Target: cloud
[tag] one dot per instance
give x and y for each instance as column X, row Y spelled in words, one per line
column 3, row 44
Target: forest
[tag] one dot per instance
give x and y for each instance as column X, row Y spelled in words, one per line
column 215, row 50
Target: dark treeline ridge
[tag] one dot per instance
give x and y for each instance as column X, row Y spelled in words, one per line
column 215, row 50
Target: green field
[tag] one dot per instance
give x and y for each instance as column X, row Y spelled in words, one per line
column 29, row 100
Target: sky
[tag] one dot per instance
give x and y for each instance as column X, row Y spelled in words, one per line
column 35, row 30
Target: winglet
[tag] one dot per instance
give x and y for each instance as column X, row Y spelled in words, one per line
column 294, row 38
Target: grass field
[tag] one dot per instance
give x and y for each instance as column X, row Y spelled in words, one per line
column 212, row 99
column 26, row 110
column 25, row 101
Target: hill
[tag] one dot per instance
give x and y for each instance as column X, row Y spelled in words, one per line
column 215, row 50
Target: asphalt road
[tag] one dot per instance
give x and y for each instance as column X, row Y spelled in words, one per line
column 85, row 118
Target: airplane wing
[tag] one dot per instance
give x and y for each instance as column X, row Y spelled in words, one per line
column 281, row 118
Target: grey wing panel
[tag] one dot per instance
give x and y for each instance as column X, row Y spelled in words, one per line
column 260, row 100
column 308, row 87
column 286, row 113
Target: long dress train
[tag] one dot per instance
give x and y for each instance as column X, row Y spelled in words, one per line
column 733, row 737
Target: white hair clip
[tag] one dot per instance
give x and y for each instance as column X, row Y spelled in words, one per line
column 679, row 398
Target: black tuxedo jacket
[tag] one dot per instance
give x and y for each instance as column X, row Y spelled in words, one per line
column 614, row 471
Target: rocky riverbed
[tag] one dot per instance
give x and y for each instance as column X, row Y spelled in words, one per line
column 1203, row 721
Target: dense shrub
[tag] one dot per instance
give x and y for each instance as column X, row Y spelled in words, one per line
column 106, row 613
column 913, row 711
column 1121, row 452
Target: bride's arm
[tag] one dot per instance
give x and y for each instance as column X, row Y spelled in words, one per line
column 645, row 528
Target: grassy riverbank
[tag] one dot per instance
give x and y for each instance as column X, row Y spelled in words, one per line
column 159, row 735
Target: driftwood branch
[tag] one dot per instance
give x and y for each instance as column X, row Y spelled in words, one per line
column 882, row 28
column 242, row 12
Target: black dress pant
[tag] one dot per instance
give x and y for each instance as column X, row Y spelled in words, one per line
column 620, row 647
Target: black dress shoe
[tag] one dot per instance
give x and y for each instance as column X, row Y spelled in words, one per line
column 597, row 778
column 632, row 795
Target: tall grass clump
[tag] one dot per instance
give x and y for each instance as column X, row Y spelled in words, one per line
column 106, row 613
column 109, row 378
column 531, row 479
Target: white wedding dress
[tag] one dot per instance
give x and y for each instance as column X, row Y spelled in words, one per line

• • • •

The answer must be the complete listing, repeated exactly.

__SOLUTION TO THIS PROBLEM__
Target: cloud
[tag] one dot per instance
give x and y for each instance as column X, row Y spelled in words, one per line
column 3, row 44
Target: forest
[tag] one dot per instance
give x and y for each instance as column X, row Y spelled in words, one per line
column 215, row 50
Target: dark treeline ridge
[tag] one dot per instance
give x and y for each instance as column X, row Y spelled in words, one per line
column 215, row 50
Target: green field
[tag] one dot per instance
give x and y for each instance as column X, row Y spelled in words, one per line
column 29, row 100
Target: sky
[tag] one dot per instance
give x and y for each instance as column X, row Y spelled in words, one per line
column 35, row 30
Target: winglet
[tag] one dot per instance
give x and y for each instance as column X, row Y spelled in words, one per line
column 294, row 38
Target: grass field
[tag] one dot per instance
give x and y for each instance as column X, row Y spelled in words, one per line
column 212, row 99
column 26, row 110
column 25, row 101
Target: hill
[tag] one dot per instance
give x and y for each instance as column X, row Y spelled in words, one per line
column 215, row 50
Target: asphalt road
[tag] one dot per instance
give x and y for each instance as column X, row Y spelled in words, one per line
column 85, row 118
Target: airplane wing
[tag] one dot per instance
give x and y for each instance as column X, row Y spelled in words, one per line
column 281, row 118
Target: grey wing panel
[tag] one dot per instance
give x and y for each instance as column X, row Y spelled in words, one per line
column 260, row 100
column 308, row 87
column 286, row 113
Target: long dress train
[tag] one dot per instance
give x and y for each instance as column X, row Y spelled in words, one per line
column 733, row 737
Target: white hair clip
[tag] one dot per instance
give x and y for each instance as column X, row Y spelled in words, one per line
column 679, row 398
Target: black tuxedo jacket
[tag] one dot per instance
give x and y for each instance as column X, row Y spelled in words, one per line
column 614, row 471
Target: rocky riverbed
[tag] one dot per instance
give x and y for each instance as column X, row Y spelled in words, one per line
column 1203, row 721
Target: dense shrub
[tag] one dot per instance
give x and y for each instance as column X, row Y spelled in words, one per line
column 106, row 613
column 913, row 711
column 1121, row 452
Target: bride's arm
[tag] one dot per instance
give x and y for each instance as column X, row Y spelled in words, one per line
column 645, row 528
Target: grassy riverbank
[tag] one dot per instance
give x and y for each instance as column X, row Y spelled in words, one per line
column 159, row 735
Target: driftwood branch
[tag] one dot per instance
give x and y for each instance as column X, row Y spelled in words, one per line
column 882, row 28
column 242, row 12
Target: black dress pant
[tag] one dot per instance
give x and y for each instance as column X, row Y spelled in words, one per line
column 620, row 647
Target: black dress shoe
[tag] one dot per instance
give x and y for each instance as column X, row Y spelled in words, one per line
column 597, row 778
column 632, row 795
Target: tall grass clump
[tag] one dot per instance
give x and y for each instance as column X, row Y spelled in words, one per line
column 106, row 613
column 109, row 378
column 531, row 479
Target: white wedding dress
[tag] one dot per instance
give x and y for each instance as column X, row Y spelled in words, one per line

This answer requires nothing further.